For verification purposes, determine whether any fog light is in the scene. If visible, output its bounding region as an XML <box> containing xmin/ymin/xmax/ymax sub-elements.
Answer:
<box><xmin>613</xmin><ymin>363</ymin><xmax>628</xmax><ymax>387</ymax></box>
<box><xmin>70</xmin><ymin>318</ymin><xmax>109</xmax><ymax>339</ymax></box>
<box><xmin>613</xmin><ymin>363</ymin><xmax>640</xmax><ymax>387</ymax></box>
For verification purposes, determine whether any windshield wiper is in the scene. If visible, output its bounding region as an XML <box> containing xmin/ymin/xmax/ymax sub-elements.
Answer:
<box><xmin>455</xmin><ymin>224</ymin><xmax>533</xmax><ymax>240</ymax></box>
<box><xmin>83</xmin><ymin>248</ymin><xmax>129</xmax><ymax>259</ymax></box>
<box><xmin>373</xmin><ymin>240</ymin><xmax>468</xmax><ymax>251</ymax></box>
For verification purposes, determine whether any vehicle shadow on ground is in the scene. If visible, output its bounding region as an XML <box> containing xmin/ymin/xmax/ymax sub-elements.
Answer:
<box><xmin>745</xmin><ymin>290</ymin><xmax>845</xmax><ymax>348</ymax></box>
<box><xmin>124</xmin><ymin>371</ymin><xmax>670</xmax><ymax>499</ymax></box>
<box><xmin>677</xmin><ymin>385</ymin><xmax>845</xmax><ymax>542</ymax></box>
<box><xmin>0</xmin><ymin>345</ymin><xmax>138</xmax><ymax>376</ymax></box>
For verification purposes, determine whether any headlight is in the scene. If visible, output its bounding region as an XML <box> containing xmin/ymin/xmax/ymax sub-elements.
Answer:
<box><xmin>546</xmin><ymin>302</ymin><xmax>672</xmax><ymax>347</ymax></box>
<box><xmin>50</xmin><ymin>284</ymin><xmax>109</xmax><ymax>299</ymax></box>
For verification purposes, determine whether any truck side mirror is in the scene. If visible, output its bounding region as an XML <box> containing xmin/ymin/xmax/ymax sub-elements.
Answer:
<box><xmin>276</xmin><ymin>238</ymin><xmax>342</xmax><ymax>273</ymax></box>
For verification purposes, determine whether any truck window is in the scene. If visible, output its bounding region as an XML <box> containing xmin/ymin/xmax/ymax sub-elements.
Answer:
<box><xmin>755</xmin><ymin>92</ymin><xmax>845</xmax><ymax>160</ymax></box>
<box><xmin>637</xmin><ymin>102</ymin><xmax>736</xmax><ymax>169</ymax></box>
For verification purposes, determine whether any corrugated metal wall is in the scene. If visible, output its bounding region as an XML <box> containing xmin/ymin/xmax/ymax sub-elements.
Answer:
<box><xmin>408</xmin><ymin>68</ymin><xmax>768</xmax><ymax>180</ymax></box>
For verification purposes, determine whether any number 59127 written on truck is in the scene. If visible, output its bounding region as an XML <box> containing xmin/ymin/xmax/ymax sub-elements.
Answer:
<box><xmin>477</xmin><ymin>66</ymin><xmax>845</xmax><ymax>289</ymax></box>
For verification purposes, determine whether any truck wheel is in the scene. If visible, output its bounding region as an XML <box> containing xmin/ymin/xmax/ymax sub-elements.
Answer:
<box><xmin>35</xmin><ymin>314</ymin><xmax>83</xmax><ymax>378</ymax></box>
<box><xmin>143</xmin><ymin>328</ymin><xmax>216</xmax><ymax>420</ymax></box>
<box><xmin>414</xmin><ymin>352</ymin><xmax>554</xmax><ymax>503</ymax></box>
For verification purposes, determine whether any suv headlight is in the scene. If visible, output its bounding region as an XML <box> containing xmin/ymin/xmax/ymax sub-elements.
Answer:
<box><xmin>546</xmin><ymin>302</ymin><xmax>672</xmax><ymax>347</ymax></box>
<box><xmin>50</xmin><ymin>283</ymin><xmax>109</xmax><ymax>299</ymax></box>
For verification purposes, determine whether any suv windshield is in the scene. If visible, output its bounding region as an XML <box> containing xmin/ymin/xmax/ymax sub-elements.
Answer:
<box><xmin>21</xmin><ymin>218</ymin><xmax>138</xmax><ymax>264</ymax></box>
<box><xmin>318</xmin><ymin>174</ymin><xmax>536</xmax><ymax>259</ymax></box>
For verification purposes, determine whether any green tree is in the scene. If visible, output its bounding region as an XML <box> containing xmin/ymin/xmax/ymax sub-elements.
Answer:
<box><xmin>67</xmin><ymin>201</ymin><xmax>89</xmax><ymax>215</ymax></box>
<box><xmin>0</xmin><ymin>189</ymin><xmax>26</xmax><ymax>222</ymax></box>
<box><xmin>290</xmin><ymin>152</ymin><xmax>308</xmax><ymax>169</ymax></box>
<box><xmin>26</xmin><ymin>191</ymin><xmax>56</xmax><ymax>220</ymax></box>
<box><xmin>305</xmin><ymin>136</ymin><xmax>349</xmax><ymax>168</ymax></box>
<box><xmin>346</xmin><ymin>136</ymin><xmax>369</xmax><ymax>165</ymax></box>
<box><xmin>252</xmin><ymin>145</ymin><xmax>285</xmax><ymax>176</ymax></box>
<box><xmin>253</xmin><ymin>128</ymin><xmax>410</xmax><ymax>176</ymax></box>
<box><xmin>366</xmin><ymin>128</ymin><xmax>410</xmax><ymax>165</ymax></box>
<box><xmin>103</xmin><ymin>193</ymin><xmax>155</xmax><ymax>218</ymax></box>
++++++++++
# WHAT YOU WILL DO
Can you quote every row above verbatim, from the first to the last, without changing a character?

# PROBLEM SOLUTION
For verification purposes, determine whether any fog light is in the scene. If visible, output its bounding region as an XML <box> containing xmin/ymin/xmax/ymax sub-elements.
Answer:
<box><xmin>613</xmin><ymin>363</ymin><xmax>628</xmax><ymax>387</ymax></box>
<box><xmin>70</xmin><ymin>318</ymin><xmax>109</xmax><ymax>339</ymax></box>
<box><xmin>613</xmin><ymin>363</ymin><xmax>640</xmax><ymax>387</ymax></box>
For verification purposes, determine whether any windshield wiper is in the scene. If visible, output its bounding region as an XML <box> containing xmin/ymin/xmax/ymax sub-elements.
Answer:
<box><xmin>455</xmin><ymin>224</ymin><xmax>533</xmax><ymax>240</ymax></box>
<box><xmin>83</xmin><ymin>248</ymin><xmax>129</xmax><ymax>259</ymax></box>
<box><xmin>373</xmin><ymin>240</ymin><xmax>468</xmax><ymax>251</ymax></box>
For verification purposes, determine whether any vehicle shadow on ground is in the scene. If visible, output its bounding region as an XML <box> containing xmin/ymin/xmax/ymax sub-elements.
Answer:
<box><xmin>745</xmin><ymin>290</ymin><xmax>845</xmax><ymax>348</ymax></box>
<box><xmin>124</xmin><ymin>371</ymin><xmax>670</xmax><ymax>499</ymax></box>
<box><xmin>677</xmin><ymin>385</ymin><xmax>845</xmax><ymax>542</ymax></box>
<box><xmin>0</xmin><ymin>345</ymin><xmax>138</xmax><ymax>376</ymax></box>
For verification purposes, determine whether any headlight is in the scene. If visible, output its bounding region as an XML <box> containing xmin/ymin/xmax/ymax sub-elements.
Answer:
<box><xmin>546</xmin><ymin>302</ymin><xmax>672</xmax><ymax>347</ymax></box>
<box><xmin>50</xmin><ymin>284</ymin><xmax>109</xmax><ymax>299</ymax></box>
For verification purposes, determine whether any truck side mirror is in the scene. If visible, output its bounding region as an XML <box> containing xmin/ymin/xmax/ymax sub-elements.
Answer:
<box><xmin>276</xmin><ymin>238</ymin><xmax>342</xmax><ymax>273</ymax></box>
For verification purposes, determine whether any truck window is in the scene. If visible, output its bounding region as an XML <box> containing xmin/ymin/xmax/ymax sub-elements.
Answer:
<box><xmin>755</xmin><ymin>92</ymin><xmax>845</xmax><ymax>160</ymax></box>
<box><xmin>637</xmin><ymin>102</ymin><xmax>736</xmax><ymax>169</ymax></box>
For verification purposes, determine whether any corrugated metal wall is in the scene. If visible, output its bounding region as an XML <box> containing xmin/ymin/xmax/ymax sub-elements.
Answer:
<box><xmin>408</xmin><ymin>68</ymin><xmax>768</xmax><ymax>180</ymax></box>
For verification purposes, determine whether any number 59127 written on truck is in the scene. If visible, output its bounding region as an XML <box> containing xmin/ymin/xmax/ymax sub-elements.
Answer:
<box><xmin>477</xmin><ymin>66</ymin><xmax>845</xmax><ymax>289</ymax></box>
For verification purposes, determine whether any truck wheel is in the scene. If visible, output its bounding region as an XML <box> containing xmin/ymin/xmax/ymax sub-elements.
Answer:
<box><xmin>35</xmin><ymin>314</ymin><xmax>83</xmax><ymax>378</ymax></box>
<box><xmin>143</xmin><ymin>328</ymin><xmax>216</xmax><ymax>420</ymax></box>
<box><xmin>414</xmin><ymin>352</ymin><xmax>554</xmax><ymax>503</ymax></box>
For verification purposes, determine whether any suv headlight is in the scene. If visible, output its bounding region as an XML <box> containing xmin/ymin/xmax/ymax sub-elements.
Answer:
<box><xmin>546</xmin><ymin>302</ymin><xmax>672</xmax><ymax>347</ymax></box>
<box><xmin>50</xmin><ymin>283</ymin><xmax>109</xmax><ymax>299</ymax></box>
For verification purposes, determine whether any suv windshield is in the scene. If visible, output its bounding region as an XML <box> containing xmin/ymin/xmax/ymax sub-elements.
Answer:
<box><xmin>21</xmin><ymin>218</ymin><xmax>138</xmax><ymax>264</ymax></box>
<box><xmin>318</xmin><ymin>174</ymin><xmax>536</xmax><ymax>259</ymax></box>
For verification purposes, determine whether any green tree is in the scene. If visible, output its bounding region as an XML <box> containing xmin/ymin/xmax/ymax sub-elements.
Answer:
<box><xmin>67</xmin><ymin>201</ymin><xmax>89</xmax><ymax>215</ymax></box>
<box><xmin>0</xmin><ymin>189</ymin><xmax>26</xmax><ymax>222</ymax></box>
<box><xmin>290</xmin><ymin>152</ymin><xmax>308</xmax><ymax>169</ymax></box>
<box><xmin>26</xmin><ymin>191</ymin><xmax>56</xmax><ymax>220</ymax></box>
<box><xmin>305</xmin><ymin>136</ymin><xmax>349</xmax><ymax>168</ymax></box>
<box><xmin>346</xmin><ymin>136</ymin><xmax>369</xmax><ymax>165</ymax></box>
<box><xmin>252</xmin><ymin>145</ymin><xmax>285</xmax><ymax>176</ymax></box>
<box><xmin>253</xmin><ymin>128</ymin><xmax>410</xmax><ymax>176</ymax></box>
<box><xmin>366</xmin><ymin>128</ymin><xmax>410</xmax><ymax>165</ymax></box>
<box><xmin>103</xmin><ymin>193</ymin><xmax>155</xmax><ymax>218</ymax></box>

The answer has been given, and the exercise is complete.